== Page excerpt ==
A semijoin is a preparation-time transformation that enables multiple execution strategies such as table pullout, duplicate weedout, first match, loose scan, and materialization. The optimizer uses semijoin strategies to improve subquery execution, as described in this section.
          For an inner join between two tables, the join returns a row
          from one table as many times as there are matches in the other
          table. But for some questions, the only information that
          matters is whether there is a match, not the number of
          matches. Suppose that there are tables named
          class and roster that
          list classes in a course curriculum and class rosters
          (students enrolled in each class), respectively. To list the
          classes that actually have students enrolled, you could use
          this join:
        
SELECT class.class_num, class.class_name
    FROM class
    INNER JOIN roster
    WHERE class.class_num = roster.class_num;However, the result lists each class once for each enrolled student. For the question being asked, this is unnecessary duplication of information.
          Assuming that class_num is a primary key in
          the class table, duplicate suppression is
          possible by using
          SELECT
          DISTINCT, but it is inefficient to generate all
          matching rows first only to eliminate duplicates later.
        
The same duplicate-free result can be obtained by using a subquery:
SELECT class_num, class_name
    FROM class
    WHERE class_num IN
        (SELECT class_num FROM roster);
          Here, the optimizer can recognize that the
          IN clause requires the subquery
          to return only one instance of each class number from the
          roster table. In this case, the query can
          use a semijoin; that is,
          an operation that returns only one instance of each row in
          class that is matched by rows in
          roster.
        
          The following statement, which contains an
          EXISTS subquery predicate, is
          equivalent to the previous statement containing an
          IN subquery predicate:
        
SELECT class_num, class_name
    FROM class
    WHERE EXISTS
        (SELECT * FROM roster WHERE class.class_num = roster.class_num);
          Any statement with an EXISTS subquery
          predicate is subject to the same semijoin transforms as a
          statement with an equivalent IN subquery
          predicate.
        
The following subqueries are transformed into antijoins:
- NOT IN (SELECT ... FROM ...)
- NOT EXISTS (SELECT ... FROM ...).
- IN (SELECT ... FROM ...) IS NOT TRUE
- EXISTS (SELECT ... FROM ...) IS NOT TRUE.
- IN (SELECT ... FROM ...) IS FALSE
- EXISTS (SELECT ... FROM ...) IS FALSE.
          In short, any negation of a subquery of the form IN
          (SELECT ... FROM ...) or EXISTS (SELECT ...
          FROM ...) is transformed into an antijoin.
        
An antijoin is an operation that returns only rows for which there is no match. Consider the query shown here:
SELECT class_num, class_name
    FROM class
    WHERE class_num NOT IN
        (SELECT class_num FROM roster);
          This query is rewritten internally as the antijoin
          SELECT class_num, class_name FROM class ANTIJOIN
          roster ON class_num, which returns one instance of
          each row in class that is
          not matched by any rows in
          roster. This means that, for each row in
          class, as soon as a match is found in
          roster, the row in class
          can be discarded.
===
== Given information ==
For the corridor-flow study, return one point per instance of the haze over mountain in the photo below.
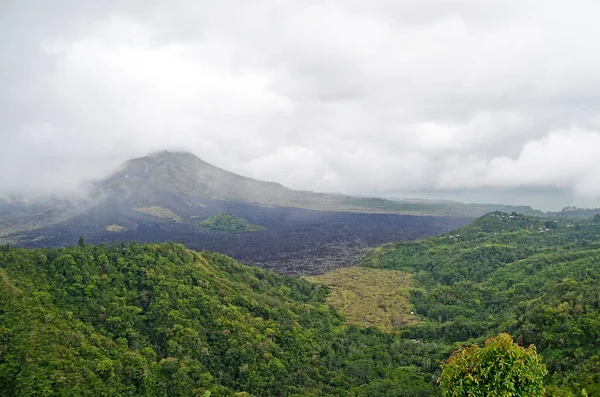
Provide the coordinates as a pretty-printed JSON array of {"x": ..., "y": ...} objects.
[
  {"x": 495, "y": 100},
  {"x": 166, "y": 196}
]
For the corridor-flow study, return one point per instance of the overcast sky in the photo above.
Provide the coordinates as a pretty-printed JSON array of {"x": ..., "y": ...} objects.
[{"x": 382, "y": 96}]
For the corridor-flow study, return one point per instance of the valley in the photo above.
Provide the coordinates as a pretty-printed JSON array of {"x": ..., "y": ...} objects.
[{"x": 295, "y": 241}]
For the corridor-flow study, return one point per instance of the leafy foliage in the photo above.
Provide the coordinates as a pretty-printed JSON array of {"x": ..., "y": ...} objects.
[
  {"x": 510, "y": 273},
  {"x": 500, "y": 369},
  {"x": 229, "y": 223},
  {"x": 160, "y": 320}
]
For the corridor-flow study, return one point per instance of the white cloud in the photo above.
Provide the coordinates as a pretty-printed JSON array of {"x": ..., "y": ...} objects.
[{"x": 346, "y": 96}]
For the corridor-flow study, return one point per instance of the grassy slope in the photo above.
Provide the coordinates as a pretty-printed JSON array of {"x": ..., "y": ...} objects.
[
  {"x": 159, "y": 212},
  {"x": 228, "y": 223},
  {"x": 370, "y": 297},
  {"x": 510, "y": 273},
  {"x": 160, "y": 320}
]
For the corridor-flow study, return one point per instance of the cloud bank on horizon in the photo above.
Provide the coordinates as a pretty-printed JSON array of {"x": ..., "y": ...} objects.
[{"x": 353, "y": 96}]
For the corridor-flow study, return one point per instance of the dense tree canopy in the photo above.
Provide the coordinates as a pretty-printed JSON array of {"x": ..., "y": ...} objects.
[
  {"x": 500, "y": 369},
  {"x": 507, "y": 273},
  {"x": 160, "y": 320}
]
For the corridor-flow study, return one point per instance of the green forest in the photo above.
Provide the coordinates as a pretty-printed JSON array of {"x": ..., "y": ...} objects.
[
  {"x": 229, "y": 223},
  {"x": 136, "y": 319},
  {"x": 160, "y": 320},
  {"x": 536, "y": 279}
]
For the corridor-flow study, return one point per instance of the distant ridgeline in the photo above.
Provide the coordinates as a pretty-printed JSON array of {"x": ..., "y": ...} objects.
[
  {"x": 537, "y": 279},
  {"x": 160, "y": 320}
]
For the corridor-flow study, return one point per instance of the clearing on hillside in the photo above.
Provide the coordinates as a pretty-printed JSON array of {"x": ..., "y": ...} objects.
[
  {"x": 370, "y": 296},
  {"x": 159, "y": 212}
]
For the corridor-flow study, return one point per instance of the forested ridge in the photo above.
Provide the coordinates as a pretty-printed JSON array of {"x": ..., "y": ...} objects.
[
  {"x": 161, "y": 320},
  {"x": 537, "y": 279}
]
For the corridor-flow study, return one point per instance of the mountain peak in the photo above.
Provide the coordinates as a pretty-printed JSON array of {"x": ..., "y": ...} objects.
[{"x": 183, "y": 173}]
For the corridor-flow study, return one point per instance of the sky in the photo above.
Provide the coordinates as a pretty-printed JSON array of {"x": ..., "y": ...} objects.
[{"x": 495, "y": 101}]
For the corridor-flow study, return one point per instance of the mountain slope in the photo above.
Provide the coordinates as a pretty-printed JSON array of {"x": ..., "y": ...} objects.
[
  {"x": 535, "y": 278},
  {"x": 160, "y": 320}
]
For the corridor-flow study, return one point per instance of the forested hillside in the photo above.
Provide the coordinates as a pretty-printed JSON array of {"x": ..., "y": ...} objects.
[
  {"x": 537, "y": 279},
  {"x": 160, "y": 320}
]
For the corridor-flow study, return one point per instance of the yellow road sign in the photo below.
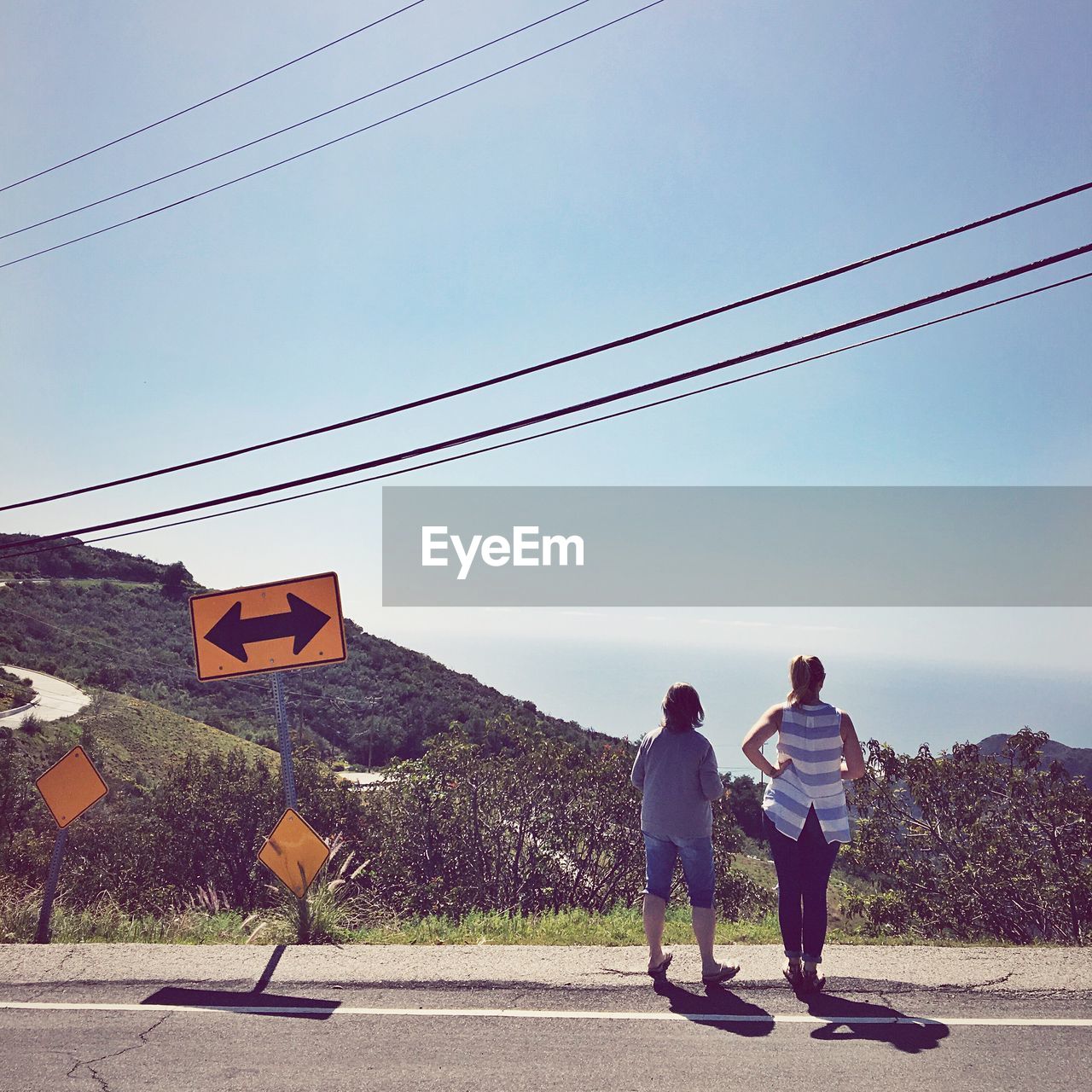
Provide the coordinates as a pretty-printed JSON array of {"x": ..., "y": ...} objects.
[
  {"x": 71, "y": 785},
  {"x": 293, "y": 853},
  {"x": 268, "y": 627}
]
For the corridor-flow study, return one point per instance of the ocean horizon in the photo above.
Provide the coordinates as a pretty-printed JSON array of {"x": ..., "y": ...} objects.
[{"x": 616, "y": 688}]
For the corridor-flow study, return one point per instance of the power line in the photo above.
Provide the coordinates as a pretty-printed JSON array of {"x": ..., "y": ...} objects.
[
  {"x": 617, "y": 343},
  {"x": 328, "y": 143},
  {"x": 574, "y": 425},
  {"x": 297, "y": 125},
  {"x": 211, "y": 98},
  {"x": 588, "y": 404}
]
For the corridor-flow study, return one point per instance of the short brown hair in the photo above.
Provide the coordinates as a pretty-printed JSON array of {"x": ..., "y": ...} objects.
[
  {"x": 804, "y": 671},
  {"x": 682, "y": 708}
]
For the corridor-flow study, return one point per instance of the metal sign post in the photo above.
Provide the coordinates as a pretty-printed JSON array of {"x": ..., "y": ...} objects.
[
  {"x": 284, "y": 741},
  {"x": 69, "y": 787},
  {"x": 273, "y": 628},
  {"x": 42, "y": 937}
]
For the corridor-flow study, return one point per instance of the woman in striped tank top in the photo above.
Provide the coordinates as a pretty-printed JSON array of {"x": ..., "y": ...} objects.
[{"x": 804, "y": 808}]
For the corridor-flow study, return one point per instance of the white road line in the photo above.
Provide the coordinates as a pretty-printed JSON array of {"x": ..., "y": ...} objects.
[{"x": 561, "y": 1014}]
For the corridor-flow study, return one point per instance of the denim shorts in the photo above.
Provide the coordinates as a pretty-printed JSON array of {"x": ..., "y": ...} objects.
[{"x": 697, "y": 854}]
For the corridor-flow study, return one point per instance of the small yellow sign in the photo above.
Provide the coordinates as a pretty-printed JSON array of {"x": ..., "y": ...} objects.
[
  {"x": 293, "y": 853},
  {"x": 268, "y": 627},
  {"x": 71, "y": 785}
]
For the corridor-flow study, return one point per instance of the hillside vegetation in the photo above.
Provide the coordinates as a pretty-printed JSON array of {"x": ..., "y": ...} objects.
[
  {"x": 112, "y": 630},
  {"x": 131, "y": 741}
]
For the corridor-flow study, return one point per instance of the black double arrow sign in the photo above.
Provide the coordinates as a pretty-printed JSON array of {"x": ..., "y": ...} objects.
[{"x": 233, "y": 632}]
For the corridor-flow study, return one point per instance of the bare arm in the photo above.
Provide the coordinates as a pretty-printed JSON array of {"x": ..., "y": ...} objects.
[
  {"x": 853, "y": 759},
  {"x": 767, "y": 726}
]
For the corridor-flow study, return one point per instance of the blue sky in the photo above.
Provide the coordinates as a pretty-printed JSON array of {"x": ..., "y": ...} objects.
[{"x": 693, "y": 154}]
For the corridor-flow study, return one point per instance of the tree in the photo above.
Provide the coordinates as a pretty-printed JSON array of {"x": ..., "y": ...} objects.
[
  {"x": 174, "y": 580},
  {"x": 975, "y": 846}
]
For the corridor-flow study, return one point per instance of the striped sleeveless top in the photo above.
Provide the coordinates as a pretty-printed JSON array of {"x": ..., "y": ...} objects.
[{"x": 811, "y": 737}]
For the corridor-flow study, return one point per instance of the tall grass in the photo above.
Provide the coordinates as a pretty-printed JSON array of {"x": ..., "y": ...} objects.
[{"x": 206, "y": 921}]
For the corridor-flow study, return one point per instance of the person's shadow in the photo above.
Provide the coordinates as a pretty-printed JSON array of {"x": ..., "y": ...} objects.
[
  {"x": 717, "y": 1008},
  {"x": 254, "y": 1001},
  {"x": 847, "y": 1020}
]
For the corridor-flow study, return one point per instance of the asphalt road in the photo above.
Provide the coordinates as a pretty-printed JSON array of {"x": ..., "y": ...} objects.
[
  {"x": 55, "y": 698},
  {"x": 133, "y": 1017}
]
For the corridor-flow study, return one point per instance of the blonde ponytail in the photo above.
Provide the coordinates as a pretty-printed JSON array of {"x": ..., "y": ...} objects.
[{"x": 803, "y": 673}]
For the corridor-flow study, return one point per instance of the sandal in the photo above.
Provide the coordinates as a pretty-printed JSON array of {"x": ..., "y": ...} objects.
[
  {"x": 725, "y": 971},
  {"x": 659, "y": 973},
  {"x": 794, "y": 975}
]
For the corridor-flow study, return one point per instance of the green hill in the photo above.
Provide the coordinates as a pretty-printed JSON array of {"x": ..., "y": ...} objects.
[
  {"x": 132, "y": 741},
  {"x": 1077, "y": 760},
  {"x": 125, "y": 629}
]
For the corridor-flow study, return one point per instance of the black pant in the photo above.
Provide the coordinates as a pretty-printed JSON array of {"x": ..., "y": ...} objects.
[{"x": 803, "y": 872}]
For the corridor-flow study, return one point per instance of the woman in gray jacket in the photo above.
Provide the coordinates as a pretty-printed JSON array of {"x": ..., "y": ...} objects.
===
__Task list__
[1] Answer these from the section on semijoins:
(a) Which column is assumed to be a primary key in the class table?
(b) What is any negation of an IN or EXISTS subquery transformed into?
(c) In the antijoin, what can happen to a row in class as soon as a match is found in roster?
[2] List every execution strategy that the section on semijoins says a semijoin enables.
The records aren't needed for this exercise.

__Problem solutions__
[1]
(a) class_num
(b) An antijoin
(c) It can be discarded.

[2] table pullout, duplicate weedout, first match, loose scan, materialization